------ Data listing
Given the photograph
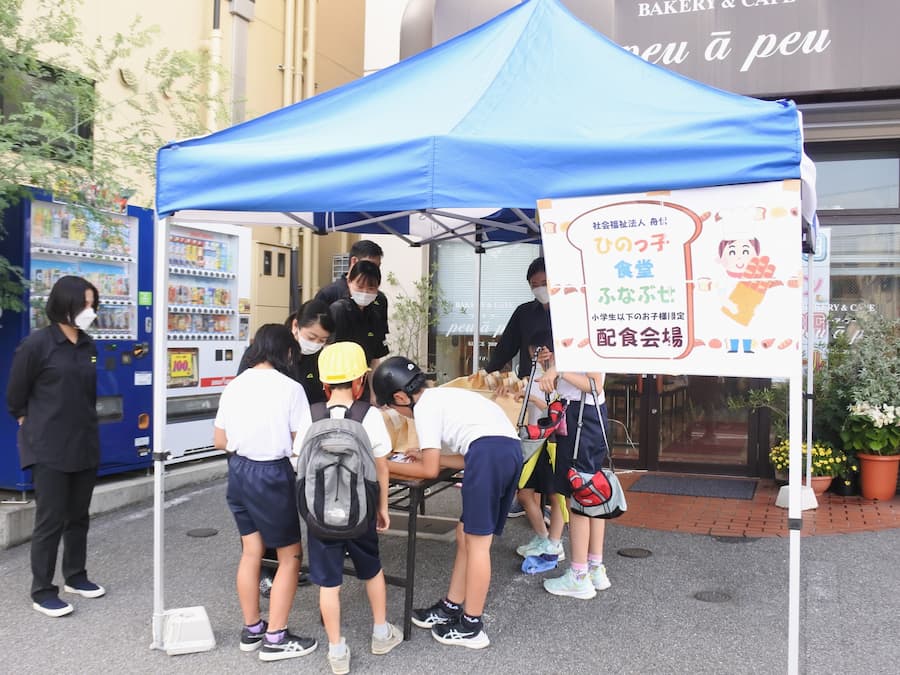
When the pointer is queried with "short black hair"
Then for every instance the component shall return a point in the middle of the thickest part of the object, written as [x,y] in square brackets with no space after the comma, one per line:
[365,248]
[537,265]
[365,270]
[67,299]
[273,343]
[310,313]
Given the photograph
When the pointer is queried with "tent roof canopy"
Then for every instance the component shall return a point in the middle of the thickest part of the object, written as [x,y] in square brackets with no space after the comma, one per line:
[531,104]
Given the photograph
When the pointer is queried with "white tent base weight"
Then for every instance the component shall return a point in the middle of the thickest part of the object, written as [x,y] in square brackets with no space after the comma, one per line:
[807,497]
[186,631]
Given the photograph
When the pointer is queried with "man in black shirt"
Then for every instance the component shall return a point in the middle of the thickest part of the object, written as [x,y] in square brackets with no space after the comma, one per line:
[528,320]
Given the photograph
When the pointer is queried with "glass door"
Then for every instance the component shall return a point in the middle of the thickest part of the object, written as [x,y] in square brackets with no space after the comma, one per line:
[683,423]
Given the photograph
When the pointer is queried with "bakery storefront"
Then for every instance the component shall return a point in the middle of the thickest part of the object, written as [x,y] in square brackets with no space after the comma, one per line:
[837,60]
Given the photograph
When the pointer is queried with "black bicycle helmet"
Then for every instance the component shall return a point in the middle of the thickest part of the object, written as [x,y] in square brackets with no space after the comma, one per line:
[395,374]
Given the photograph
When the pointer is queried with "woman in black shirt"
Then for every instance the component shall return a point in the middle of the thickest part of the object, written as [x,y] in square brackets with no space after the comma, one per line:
[52,392]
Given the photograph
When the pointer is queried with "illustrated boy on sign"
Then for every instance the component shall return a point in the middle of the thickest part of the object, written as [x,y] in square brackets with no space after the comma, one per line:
[747,277]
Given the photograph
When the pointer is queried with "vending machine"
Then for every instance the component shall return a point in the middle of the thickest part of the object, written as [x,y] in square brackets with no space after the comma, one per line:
[208,315]
[50,239]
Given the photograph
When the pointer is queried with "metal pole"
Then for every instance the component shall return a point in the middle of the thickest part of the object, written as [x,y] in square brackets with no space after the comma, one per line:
[158,332]
[476,329]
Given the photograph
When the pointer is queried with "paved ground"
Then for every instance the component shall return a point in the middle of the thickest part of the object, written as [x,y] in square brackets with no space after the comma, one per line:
[648,622]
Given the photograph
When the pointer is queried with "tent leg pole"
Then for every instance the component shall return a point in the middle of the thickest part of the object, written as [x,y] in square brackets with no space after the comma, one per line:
[158,352]
[476,329]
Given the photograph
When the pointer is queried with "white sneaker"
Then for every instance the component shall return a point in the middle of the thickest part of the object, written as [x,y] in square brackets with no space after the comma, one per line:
[340,665]
[598,577]
[540,546]
[383,646]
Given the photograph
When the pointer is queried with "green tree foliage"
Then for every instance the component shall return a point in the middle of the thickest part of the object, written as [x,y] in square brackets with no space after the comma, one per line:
[77,119]
[413,313]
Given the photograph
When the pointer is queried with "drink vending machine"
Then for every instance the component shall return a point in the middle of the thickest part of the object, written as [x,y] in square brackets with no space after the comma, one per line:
[50,239]
[208,287]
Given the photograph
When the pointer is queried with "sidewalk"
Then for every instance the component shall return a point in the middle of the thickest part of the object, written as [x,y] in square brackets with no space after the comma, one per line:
[757,517]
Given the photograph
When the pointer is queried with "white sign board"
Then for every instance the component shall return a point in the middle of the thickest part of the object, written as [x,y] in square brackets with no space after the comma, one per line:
[698,282]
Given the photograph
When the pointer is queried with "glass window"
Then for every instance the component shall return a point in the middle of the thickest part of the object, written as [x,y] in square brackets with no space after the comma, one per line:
[865,182]
[865,268]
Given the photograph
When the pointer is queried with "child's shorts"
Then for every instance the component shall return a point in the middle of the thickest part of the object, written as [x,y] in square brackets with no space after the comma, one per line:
[326,557]
[263,499]
[541,479]
[592,450]
[493,465]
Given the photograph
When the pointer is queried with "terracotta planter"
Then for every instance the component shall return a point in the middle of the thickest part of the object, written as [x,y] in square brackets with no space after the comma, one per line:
[820,484]
[878,475]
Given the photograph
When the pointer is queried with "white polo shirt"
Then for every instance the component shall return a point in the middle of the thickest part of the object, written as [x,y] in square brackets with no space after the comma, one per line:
[259,410]
[451,419]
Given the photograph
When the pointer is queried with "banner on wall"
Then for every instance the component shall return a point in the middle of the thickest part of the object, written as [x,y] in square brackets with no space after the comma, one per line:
[697,282]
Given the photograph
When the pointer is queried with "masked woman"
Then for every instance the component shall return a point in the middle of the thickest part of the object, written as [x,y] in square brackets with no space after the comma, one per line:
[52,393]
[355,319]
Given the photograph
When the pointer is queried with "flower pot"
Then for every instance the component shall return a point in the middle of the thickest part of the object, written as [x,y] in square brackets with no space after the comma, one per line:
[878,475]
[820,484]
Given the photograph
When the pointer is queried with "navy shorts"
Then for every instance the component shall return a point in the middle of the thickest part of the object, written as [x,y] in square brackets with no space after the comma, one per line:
[592,448]
[263,499]
[326,557]
[493,465]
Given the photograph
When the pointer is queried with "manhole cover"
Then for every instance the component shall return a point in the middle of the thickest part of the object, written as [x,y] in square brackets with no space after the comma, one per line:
[203,532]
[712,596]
[634,552]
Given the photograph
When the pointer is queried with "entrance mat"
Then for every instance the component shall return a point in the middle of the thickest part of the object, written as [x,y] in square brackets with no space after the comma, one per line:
[723,488]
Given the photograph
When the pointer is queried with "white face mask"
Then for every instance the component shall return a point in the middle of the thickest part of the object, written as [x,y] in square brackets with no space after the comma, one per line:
------------
▶ [Aim of the task]: Check every line of the records, and copy the ones that hold the word "pole".

▶ [Answer space]:
When the pointer is queried with "metal pole"
When the pointer is queried with "tent leg pole"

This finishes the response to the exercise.